--- start of Data lines ---
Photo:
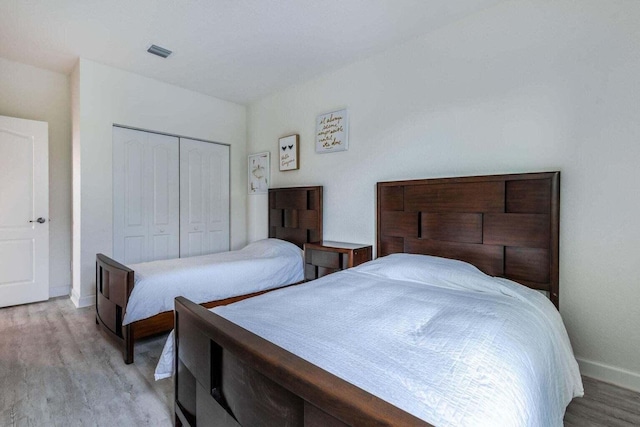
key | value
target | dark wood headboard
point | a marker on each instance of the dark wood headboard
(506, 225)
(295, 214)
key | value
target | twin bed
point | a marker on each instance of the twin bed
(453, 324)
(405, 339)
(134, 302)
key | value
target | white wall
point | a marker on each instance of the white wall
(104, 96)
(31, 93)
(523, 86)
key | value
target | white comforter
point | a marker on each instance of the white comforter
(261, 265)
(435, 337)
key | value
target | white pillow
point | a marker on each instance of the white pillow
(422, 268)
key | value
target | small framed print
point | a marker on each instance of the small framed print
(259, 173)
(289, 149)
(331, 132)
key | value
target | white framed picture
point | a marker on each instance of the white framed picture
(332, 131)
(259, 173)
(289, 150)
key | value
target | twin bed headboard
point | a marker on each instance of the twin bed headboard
--- end of Data lines ---
--- start of Data lines ---
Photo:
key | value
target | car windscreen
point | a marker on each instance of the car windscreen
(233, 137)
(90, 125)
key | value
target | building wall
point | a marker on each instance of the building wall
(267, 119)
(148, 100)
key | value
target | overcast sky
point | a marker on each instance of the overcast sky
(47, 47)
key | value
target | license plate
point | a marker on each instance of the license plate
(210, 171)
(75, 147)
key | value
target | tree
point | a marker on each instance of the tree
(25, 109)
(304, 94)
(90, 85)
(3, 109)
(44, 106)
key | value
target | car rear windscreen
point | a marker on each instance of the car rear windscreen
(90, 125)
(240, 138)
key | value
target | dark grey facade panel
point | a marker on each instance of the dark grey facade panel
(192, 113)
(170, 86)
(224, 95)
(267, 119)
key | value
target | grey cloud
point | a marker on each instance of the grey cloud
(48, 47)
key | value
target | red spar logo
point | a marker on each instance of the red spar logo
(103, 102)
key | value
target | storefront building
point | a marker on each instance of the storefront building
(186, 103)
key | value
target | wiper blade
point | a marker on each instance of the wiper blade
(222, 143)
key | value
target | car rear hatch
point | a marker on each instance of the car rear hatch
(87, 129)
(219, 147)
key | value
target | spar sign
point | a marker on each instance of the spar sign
--- end of Data lines ---
Required work — Extract each line from the rows above that contains the string "hatch", counting a match only where the letter case is identical.

Output for this exercise —
target | car rear hatch
point | a marker on each instance of the car rear hatch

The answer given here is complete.